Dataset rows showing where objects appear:
--- START ---
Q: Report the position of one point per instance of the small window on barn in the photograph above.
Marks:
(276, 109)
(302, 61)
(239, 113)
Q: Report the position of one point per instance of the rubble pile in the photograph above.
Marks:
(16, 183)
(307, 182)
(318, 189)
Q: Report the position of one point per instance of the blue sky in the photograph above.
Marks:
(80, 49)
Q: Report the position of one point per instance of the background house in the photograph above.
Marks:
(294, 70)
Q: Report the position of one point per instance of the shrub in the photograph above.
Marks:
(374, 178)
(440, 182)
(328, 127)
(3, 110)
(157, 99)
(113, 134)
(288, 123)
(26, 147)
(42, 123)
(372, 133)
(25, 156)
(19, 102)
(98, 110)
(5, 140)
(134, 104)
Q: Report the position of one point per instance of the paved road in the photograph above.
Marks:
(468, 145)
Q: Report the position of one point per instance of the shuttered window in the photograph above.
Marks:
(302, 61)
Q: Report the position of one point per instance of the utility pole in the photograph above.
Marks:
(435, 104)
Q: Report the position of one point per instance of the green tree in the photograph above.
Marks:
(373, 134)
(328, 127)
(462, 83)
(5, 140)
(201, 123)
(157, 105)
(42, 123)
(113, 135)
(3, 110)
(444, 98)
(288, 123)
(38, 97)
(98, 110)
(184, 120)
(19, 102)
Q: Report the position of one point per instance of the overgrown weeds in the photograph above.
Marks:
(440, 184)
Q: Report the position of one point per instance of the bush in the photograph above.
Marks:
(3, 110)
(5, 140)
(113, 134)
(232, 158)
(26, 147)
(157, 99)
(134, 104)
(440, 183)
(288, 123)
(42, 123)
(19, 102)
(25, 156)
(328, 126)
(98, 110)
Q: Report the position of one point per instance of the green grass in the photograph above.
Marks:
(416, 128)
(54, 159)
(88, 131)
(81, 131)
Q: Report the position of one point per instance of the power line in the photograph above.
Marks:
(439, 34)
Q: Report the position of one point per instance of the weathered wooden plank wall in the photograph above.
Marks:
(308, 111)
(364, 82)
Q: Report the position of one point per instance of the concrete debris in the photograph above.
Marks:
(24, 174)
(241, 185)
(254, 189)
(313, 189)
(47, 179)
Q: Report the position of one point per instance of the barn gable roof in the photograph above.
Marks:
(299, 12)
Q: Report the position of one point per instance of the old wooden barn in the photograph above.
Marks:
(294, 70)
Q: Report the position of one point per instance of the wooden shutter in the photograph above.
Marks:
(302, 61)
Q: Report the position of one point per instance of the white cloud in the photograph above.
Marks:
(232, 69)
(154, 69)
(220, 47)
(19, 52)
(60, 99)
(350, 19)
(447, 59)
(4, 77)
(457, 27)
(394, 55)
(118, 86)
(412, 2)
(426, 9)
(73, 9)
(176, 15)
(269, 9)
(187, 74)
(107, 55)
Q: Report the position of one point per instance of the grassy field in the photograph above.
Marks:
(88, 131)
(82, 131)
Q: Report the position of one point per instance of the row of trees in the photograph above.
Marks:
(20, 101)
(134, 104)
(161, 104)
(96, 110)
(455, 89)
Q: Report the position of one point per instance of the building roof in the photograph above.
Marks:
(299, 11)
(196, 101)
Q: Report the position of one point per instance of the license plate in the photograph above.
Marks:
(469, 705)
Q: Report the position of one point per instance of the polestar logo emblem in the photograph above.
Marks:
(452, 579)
--- END ---
--- START ---
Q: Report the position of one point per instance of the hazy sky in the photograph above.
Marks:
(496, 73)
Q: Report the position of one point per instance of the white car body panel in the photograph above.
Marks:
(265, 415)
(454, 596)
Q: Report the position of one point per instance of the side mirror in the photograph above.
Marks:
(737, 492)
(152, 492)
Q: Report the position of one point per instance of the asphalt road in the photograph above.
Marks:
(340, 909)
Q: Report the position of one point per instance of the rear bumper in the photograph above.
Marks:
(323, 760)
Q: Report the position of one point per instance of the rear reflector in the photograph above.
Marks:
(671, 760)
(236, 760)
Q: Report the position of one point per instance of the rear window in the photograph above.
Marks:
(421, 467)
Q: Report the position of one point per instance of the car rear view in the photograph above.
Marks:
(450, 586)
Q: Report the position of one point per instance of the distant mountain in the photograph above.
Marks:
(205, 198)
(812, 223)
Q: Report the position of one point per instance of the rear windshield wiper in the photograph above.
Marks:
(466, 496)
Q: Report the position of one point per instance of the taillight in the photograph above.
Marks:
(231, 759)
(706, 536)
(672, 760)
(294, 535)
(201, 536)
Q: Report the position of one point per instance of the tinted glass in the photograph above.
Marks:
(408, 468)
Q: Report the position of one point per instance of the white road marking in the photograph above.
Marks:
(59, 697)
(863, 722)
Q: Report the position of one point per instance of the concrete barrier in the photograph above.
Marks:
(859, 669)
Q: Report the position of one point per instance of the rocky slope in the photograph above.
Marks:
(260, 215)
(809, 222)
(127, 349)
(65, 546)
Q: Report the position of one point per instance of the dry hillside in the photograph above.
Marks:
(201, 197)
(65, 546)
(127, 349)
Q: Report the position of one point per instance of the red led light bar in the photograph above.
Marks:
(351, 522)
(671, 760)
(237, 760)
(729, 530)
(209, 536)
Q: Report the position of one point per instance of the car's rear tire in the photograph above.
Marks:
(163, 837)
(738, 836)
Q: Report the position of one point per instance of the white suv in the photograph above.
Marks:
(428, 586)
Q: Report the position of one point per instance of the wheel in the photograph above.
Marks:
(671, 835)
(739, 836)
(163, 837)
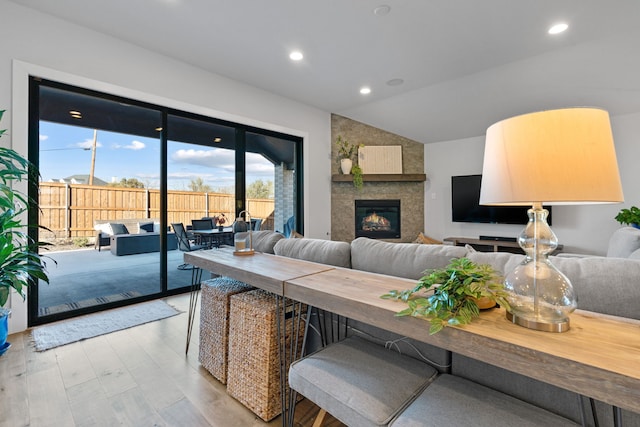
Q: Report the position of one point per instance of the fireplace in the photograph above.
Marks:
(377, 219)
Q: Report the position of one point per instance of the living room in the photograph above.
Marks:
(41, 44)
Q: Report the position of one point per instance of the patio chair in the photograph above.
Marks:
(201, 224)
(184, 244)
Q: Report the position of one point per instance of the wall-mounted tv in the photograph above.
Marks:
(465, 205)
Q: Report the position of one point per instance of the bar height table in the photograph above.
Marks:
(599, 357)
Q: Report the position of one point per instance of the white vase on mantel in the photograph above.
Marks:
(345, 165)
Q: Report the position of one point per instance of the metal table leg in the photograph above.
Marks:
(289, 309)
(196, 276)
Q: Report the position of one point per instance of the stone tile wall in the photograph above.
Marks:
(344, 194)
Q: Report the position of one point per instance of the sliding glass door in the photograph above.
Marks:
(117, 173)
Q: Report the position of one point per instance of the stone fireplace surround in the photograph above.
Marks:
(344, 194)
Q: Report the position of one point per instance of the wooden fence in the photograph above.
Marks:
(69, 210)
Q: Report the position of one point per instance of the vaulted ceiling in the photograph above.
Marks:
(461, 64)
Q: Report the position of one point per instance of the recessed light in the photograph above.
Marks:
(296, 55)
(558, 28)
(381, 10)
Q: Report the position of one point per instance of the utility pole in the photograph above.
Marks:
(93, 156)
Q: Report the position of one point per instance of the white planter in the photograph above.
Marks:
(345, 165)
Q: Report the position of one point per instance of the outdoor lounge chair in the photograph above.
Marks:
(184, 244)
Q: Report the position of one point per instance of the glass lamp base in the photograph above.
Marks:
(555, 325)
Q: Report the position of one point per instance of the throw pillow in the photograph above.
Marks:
--- END ---
### THE TASK
Collect every line from the items above that contains the word "wooden". Case counts.

### THE SOLUTION
Q: Report the position of one point per instance of the weathered wooden plank wall in the photograph above.
Q: Report the position of one point per instance of the old wooden barn in the photograph above.
Q: Report the position of one point per instance of the wooden shutter in the photograph above.
Q: Report the position of one point per instance of the wooden fence in the photograph above.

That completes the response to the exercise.